(Veri kümesi satırları)
☆ ☆ ☆ ☆

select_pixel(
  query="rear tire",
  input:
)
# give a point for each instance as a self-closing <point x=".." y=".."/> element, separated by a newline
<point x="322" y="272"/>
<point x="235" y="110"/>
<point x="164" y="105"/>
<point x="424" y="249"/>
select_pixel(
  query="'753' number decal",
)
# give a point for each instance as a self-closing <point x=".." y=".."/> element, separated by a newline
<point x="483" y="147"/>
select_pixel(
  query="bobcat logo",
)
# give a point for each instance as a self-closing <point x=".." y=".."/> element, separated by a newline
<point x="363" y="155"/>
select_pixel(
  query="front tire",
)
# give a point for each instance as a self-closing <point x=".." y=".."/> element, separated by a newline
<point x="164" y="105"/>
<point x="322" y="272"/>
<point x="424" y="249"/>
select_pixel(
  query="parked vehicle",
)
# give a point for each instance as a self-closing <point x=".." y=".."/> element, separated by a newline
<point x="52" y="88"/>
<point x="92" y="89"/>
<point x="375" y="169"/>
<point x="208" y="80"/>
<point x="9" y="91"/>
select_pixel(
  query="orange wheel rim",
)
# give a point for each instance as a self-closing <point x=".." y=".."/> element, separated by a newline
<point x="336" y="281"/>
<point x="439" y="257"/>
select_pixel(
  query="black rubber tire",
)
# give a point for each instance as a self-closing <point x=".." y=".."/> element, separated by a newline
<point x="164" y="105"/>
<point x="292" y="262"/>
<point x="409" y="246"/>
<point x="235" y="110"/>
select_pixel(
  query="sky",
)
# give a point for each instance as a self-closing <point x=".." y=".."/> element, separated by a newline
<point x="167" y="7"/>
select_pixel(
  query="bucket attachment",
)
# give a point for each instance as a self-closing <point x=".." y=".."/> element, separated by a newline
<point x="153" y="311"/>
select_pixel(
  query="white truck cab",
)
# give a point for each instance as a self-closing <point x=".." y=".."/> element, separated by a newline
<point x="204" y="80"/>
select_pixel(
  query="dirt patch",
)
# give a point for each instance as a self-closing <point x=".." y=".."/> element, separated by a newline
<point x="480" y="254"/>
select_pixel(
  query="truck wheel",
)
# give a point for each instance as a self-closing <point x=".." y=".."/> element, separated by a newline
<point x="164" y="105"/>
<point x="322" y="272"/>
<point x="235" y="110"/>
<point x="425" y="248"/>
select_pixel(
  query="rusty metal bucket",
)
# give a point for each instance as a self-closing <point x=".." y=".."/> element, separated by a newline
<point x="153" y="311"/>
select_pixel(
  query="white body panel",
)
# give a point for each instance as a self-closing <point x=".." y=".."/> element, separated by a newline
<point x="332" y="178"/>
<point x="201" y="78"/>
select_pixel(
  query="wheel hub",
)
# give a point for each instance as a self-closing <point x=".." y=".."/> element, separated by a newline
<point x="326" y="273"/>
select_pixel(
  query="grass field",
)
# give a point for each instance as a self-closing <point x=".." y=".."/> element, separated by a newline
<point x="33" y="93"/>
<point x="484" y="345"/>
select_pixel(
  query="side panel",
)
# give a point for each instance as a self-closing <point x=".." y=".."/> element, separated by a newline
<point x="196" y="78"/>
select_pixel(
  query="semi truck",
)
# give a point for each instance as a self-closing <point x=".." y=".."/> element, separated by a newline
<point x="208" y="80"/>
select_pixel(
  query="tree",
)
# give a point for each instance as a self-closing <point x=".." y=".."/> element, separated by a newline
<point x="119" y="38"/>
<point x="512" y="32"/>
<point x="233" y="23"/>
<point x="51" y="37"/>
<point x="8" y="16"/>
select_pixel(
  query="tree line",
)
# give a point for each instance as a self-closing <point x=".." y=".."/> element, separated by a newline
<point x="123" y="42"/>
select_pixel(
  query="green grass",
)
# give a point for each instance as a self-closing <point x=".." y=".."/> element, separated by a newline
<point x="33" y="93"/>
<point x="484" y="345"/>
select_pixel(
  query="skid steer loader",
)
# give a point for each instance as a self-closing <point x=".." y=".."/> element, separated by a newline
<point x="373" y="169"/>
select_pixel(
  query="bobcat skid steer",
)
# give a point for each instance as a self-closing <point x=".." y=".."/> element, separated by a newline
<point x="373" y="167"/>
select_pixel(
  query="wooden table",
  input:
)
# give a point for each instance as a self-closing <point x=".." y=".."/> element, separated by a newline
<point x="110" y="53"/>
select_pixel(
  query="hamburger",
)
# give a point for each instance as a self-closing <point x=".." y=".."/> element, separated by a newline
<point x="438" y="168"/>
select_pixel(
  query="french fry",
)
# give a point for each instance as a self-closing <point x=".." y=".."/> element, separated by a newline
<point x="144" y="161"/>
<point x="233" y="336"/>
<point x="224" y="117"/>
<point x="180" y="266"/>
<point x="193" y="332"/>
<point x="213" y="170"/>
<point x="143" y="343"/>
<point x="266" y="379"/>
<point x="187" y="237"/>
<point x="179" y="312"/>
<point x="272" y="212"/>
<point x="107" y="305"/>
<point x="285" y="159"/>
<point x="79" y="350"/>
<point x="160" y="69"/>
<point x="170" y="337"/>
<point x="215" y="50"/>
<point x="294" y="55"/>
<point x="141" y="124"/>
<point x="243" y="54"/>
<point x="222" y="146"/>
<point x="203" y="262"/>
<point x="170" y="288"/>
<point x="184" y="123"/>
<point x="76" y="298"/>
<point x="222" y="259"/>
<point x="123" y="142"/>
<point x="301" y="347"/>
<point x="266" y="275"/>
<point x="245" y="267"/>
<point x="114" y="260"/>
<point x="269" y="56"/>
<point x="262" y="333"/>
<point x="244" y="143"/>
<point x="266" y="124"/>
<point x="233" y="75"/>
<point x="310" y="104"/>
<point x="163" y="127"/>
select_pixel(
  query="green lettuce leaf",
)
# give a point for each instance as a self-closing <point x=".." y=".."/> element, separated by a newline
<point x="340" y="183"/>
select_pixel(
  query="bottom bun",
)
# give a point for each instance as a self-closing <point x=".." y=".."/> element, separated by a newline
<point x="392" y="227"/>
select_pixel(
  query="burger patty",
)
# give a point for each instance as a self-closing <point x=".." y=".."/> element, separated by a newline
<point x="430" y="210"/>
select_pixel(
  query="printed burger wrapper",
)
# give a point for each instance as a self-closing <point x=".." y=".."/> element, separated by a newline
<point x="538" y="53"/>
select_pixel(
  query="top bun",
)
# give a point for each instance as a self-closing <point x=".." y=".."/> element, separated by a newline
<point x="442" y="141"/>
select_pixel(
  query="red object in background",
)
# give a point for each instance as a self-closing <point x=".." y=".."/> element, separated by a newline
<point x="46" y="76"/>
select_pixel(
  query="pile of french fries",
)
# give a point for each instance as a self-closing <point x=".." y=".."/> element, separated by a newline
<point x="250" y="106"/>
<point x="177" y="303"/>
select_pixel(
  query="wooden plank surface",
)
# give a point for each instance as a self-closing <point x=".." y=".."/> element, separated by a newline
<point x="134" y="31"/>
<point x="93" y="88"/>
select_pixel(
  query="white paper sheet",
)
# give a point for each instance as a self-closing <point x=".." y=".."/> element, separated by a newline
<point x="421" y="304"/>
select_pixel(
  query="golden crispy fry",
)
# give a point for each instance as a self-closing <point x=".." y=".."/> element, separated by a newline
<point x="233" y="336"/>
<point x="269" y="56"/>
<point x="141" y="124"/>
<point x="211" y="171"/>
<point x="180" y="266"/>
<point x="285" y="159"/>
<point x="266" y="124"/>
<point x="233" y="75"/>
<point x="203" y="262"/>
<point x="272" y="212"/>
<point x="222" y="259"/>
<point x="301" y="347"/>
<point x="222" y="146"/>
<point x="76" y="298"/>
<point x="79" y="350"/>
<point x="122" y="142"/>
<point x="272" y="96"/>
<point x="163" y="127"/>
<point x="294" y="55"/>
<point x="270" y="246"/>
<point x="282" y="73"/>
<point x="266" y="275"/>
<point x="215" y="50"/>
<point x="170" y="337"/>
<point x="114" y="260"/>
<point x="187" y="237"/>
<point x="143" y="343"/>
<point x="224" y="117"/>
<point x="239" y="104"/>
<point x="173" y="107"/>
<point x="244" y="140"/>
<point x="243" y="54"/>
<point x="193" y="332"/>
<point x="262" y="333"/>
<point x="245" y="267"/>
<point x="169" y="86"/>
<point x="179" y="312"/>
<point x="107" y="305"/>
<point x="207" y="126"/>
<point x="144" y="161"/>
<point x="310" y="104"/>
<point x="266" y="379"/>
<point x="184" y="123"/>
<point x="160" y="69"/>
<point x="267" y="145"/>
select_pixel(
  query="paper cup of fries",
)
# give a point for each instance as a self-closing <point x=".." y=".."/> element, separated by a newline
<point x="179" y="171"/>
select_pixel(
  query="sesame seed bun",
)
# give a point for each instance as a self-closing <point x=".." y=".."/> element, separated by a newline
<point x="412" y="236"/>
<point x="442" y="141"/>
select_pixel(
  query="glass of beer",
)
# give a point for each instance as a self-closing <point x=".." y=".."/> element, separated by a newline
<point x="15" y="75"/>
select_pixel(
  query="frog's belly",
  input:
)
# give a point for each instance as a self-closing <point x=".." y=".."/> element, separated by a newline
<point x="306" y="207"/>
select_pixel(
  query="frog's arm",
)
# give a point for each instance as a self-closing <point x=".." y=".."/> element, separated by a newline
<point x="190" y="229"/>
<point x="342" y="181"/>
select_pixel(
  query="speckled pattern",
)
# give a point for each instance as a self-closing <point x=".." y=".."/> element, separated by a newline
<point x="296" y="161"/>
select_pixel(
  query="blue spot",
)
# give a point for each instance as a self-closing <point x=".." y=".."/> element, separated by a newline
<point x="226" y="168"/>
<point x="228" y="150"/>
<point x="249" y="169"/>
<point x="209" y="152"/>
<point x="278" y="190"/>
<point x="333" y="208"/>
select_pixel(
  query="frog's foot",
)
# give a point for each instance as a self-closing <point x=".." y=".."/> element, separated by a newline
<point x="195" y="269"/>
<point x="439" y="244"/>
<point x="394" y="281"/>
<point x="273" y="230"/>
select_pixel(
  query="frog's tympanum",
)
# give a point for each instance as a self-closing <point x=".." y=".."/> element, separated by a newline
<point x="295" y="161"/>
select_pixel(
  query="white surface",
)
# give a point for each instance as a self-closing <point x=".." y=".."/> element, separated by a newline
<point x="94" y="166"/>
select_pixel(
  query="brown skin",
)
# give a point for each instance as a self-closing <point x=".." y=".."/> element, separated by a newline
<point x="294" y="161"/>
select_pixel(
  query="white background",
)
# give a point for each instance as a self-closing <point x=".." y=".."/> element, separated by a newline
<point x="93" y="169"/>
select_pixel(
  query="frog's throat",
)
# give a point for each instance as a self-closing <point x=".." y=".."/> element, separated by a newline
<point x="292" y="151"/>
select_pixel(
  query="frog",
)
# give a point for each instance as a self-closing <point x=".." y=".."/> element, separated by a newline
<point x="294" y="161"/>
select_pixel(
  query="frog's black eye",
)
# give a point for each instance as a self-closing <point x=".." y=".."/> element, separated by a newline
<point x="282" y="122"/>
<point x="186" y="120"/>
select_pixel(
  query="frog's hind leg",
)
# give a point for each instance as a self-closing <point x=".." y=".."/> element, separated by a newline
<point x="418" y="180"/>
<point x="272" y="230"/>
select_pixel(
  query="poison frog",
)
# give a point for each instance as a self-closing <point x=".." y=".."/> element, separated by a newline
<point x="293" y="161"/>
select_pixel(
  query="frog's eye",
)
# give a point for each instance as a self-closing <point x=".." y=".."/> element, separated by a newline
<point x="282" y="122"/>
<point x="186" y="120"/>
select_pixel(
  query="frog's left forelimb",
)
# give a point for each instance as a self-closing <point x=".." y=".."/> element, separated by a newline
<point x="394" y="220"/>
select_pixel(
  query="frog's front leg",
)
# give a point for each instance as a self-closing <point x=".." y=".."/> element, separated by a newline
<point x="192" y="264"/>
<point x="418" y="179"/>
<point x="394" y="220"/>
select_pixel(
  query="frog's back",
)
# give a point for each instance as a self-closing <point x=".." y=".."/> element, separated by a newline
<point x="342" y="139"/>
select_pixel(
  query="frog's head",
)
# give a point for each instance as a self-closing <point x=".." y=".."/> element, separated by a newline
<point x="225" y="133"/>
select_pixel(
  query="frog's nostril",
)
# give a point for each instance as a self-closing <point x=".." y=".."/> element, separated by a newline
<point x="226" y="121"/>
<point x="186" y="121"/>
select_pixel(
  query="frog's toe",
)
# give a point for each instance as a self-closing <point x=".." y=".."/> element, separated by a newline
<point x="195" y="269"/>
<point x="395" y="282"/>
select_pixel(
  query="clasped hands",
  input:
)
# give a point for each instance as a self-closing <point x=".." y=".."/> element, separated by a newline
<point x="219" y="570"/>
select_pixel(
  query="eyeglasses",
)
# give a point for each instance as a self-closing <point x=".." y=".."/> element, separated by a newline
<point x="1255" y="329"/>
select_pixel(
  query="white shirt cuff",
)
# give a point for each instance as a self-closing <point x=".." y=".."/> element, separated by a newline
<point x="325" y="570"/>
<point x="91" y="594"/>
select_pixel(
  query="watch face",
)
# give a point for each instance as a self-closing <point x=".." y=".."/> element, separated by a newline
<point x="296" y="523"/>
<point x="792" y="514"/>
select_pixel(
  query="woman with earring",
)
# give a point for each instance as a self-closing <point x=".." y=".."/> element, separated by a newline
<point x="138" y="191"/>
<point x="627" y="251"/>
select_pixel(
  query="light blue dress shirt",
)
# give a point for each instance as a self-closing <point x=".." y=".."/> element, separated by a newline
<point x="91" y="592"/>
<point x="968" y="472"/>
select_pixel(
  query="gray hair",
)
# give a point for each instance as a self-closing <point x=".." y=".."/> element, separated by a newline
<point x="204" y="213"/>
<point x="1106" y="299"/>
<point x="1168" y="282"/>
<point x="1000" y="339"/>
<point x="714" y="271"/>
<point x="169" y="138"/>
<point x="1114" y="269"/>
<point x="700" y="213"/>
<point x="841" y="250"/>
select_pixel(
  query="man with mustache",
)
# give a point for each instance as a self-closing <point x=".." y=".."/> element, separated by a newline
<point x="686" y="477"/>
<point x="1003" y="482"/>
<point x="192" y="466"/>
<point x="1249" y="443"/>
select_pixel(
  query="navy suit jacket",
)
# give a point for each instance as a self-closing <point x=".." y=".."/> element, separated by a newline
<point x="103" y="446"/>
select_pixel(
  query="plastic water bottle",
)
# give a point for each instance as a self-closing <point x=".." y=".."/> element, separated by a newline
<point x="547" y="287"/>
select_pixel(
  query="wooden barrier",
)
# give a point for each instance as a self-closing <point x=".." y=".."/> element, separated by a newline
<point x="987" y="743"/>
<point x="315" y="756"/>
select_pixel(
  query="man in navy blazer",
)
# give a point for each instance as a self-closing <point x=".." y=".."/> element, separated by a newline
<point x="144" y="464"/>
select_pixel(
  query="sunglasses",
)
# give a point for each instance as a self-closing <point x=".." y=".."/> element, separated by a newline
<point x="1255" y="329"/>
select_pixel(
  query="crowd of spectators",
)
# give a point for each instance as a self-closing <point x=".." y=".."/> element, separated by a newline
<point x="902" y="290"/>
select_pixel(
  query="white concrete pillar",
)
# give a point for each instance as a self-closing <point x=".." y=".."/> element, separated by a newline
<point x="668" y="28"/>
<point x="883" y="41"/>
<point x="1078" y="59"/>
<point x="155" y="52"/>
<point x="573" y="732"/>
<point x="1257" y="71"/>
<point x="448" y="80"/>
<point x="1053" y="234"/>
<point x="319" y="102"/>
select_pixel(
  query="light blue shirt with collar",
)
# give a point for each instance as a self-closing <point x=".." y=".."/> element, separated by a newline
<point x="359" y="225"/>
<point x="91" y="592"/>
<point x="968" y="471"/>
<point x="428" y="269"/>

☆ ☆ ☆ ☆

**Problem Gereksinimleri:** Yukarıdaki satırlarda "navy" dizesinin geçtiği satırları say ve yalnızca sayıyı yaz.

**Yazılı Yanıt:** 2